**Dataset items**
---
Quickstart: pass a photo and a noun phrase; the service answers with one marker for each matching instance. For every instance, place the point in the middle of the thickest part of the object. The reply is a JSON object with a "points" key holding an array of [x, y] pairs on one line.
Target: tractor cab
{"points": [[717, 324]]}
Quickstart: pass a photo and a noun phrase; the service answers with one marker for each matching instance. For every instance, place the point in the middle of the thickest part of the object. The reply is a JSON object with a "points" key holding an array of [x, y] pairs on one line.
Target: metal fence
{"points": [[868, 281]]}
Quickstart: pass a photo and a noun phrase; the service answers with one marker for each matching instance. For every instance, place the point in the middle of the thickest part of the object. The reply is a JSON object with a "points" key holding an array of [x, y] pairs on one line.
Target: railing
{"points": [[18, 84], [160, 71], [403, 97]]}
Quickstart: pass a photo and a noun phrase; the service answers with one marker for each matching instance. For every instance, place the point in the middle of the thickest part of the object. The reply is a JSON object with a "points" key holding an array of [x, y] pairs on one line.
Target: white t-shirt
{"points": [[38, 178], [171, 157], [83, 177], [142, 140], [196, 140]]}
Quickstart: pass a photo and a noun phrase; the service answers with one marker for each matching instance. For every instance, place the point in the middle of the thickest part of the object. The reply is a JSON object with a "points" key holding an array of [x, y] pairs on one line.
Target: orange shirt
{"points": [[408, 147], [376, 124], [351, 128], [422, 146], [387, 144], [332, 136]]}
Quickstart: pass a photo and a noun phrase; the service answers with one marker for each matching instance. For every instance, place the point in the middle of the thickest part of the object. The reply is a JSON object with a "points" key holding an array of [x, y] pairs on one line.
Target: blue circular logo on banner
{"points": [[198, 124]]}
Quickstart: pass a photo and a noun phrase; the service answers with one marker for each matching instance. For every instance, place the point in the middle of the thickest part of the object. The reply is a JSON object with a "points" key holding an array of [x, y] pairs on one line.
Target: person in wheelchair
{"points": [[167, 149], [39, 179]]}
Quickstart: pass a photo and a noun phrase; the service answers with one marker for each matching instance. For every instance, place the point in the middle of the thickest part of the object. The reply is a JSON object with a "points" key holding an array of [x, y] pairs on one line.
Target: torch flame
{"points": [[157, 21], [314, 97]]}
---
**Objective**
Return, without alteration, every line from the dataset items above that contains the string "shirt".

**Response to the task**
Target: white t-shirt
Target: orange shirt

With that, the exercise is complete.